Data ::
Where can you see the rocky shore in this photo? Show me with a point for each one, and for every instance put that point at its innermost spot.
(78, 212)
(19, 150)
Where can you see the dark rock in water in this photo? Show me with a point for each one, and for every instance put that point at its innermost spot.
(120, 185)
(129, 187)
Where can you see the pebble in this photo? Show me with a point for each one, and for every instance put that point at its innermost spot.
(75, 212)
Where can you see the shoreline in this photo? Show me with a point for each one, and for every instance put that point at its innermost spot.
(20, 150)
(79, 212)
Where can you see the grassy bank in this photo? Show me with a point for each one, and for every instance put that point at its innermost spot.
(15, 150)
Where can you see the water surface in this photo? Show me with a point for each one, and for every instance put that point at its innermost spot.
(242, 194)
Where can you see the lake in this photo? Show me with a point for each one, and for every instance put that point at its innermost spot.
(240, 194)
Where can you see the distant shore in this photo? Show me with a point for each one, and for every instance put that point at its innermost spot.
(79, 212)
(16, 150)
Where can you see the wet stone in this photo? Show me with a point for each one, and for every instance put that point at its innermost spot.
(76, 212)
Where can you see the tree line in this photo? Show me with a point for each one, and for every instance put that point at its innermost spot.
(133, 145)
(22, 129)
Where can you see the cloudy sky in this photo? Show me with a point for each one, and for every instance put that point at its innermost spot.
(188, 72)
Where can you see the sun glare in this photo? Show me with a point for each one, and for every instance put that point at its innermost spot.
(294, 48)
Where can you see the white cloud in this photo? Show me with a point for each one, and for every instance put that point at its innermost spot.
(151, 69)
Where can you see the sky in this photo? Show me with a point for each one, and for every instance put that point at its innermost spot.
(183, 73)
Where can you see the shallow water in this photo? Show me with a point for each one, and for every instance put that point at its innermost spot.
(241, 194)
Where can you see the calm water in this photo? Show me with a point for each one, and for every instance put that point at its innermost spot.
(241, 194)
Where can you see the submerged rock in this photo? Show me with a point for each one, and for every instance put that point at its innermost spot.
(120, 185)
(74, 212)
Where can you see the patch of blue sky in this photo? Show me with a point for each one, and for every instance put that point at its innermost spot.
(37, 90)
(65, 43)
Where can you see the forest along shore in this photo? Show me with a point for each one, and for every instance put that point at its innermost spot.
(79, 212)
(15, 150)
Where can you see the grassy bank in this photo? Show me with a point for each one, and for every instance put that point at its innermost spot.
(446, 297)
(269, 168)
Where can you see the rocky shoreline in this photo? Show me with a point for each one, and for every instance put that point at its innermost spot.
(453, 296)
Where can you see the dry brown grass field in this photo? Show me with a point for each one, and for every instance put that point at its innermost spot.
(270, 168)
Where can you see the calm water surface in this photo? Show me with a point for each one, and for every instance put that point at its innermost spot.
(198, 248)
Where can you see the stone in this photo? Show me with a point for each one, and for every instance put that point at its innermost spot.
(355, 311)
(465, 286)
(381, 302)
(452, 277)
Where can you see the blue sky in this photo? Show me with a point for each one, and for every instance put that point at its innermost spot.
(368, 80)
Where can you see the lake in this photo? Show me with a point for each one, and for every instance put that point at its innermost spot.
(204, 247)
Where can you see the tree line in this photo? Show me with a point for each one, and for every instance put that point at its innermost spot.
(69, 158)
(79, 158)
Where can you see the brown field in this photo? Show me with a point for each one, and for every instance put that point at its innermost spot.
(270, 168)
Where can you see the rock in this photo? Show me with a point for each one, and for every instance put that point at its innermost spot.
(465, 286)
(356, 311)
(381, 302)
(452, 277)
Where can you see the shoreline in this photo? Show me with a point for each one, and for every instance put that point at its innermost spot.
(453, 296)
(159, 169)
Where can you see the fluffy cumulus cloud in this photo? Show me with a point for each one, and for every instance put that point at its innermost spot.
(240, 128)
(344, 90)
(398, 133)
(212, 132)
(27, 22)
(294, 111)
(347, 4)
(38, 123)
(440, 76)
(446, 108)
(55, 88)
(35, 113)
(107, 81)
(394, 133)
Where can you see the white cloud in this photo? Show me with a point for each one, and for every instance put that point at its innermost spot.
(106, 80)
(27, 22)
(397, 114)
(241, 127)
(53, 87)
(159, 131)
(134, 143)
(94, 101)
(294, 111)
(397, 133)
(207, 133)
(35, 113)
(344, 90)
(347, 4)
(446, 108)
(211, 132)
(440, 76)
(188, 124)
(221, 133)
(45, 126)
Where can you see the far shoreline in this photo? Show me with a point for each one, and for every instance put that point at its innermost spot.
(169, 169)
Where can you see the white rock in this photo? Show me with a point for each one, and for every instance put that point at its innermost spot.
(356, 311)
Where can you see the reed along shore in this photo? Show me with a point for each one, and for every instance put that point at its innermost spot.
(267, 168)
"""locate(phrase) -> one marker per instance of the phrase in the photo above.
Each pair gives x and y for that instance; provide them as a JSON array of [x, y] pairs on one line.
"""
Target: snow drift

What is expected :: Write out an exact transcription of the line with "Where can you see the far" and of each line after it; stop at the end of the records.

Task solution ::
Where can you see the far shoreline in this photo? Show me with a point for each one, and for every instance put that point at its innermost spot.
(169, 169)
Where can you see the white rock in this photo? Show me with a point for each one, and for every instance put that point at its innermost spot.
(356, 311)
Where can you see the reed along shore in this photo? Show me with a point for each one, and for every instance put that point at its innermost spot.
(267, 168)
"""locate(phrase) -> one marker per instance of the phrase in the photo above.
Each pair gives x and y for that instance; provide them as a JSON array of [x, y] pairs on one line.
"""
Target: snow drift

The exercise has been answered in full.